WRITTEN INSTRUCTION
Format the lines from the one containing "Might I trouble you for the coordinates of the number" through the end of the lines as a JSON list of strings, one string per line, leaving out blank lines.

STORED ROWS
■ ■ ■ ■ ■ ■ ■

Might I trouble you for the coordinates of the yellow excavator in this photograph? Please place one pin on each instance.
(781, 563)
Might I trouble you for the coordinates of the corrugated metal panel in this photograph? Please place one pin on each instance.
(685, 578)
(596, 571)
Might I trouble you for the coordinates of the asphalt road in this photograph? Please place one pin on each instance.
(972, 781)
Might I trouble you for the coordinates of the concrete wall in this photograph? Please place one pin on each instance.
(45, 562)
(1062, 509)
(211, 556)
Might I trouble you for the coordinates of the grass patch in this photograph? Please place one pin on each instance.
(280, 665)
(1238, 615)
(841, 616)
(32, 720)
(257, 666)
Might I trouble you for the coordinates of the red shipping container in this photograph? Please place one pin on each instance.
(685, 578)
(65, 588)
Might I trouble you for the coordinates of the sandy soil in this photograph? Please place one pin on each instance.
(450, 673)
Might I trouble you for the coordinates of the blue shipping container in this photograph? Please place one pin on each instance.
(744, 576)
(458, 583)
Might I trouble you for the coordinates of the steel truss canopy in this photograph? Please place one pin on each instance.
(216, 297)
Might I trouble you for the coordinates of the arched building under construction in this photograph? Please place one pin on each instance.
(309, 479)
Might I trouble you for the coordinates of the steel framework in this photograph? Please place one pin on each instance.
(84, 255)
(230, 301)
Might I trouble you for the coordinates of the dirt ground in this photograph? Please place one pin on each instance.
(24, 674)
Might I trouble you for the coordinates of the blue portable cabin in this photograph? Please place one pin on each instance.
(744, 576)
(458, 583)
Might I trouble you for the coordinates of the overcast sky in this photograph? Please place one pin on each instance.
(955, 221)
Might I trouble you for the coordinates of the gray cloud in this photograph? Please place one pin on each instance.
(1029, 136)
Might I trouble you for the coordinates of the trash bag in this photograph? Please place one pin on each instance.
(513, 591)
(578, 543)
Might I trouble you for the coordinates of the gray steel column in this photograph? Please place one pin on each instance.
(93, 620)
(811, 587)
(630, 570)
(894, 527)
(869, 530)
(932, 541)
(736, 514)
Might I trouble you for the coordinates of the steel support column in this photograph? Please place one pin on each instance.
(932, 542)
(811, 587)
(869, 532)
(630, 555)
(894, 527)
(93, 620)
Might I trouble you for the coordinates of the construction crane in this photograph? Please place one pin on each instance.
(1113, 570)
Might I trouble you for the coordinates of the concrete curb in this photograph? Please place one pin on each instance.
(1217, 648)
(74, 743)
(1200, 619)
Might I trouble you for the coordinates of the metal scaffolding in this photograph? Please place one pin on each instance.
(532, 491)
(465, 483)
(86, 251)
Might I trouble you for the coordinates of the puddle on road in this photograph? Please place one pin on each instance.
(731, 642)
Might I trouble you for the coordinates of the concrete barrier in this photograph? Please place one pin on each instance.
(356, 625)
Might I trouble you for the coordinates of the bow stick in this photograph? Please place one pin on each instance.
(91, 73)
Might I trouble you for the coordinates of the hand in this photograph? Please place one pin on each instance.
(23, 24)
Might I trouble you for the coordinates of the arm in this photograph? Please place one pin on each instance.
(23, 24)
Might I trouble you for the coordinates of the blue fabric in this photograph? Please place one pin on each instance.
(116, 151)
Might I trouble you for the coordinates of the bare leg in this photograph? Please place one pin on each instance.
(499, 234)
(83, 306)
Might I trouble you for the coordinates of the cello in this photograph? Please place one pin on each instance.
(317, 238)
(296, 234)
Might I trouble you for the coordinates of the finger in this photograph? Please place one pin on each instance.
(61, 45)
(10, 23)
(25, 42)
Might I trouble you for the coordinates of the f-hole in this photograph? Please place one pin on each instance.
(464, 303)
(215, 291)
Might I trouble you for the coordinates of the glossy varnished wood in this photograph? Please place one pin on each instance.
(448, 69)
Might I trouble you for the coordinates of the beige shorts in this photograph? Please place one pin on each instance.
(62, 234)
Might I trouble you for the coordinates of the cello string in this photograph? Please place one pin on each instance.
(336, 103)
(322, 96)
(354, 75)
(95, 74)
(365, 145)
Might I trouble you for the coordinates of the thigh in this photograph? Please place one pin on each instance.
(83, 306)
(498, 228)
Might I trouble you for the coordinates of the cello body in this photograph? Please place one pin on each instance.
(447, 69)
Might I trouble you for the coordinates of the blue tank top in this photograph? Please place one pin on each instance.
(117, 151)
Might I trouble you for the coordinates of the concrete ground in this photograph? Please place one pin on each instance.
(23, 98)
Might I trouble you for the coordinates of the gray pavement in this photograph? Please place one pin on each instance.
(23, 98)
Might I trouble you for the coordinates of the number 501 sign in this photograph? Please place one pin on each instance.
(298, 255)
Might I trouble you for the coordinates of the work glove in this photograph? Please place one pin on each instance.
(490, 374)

■ ■ ■ ■ ■ ■ ■

COMPLETED TASK
[
  "Might I trouble you for the coordinates of the number 501 sign in this photograph? Please place one pin on each instance.",
  "(298, 255)",
  "Might I trouble you for the coordinates of the work glove in this photograph? Please place one pin on each instance.",
  "(490, 374)"
]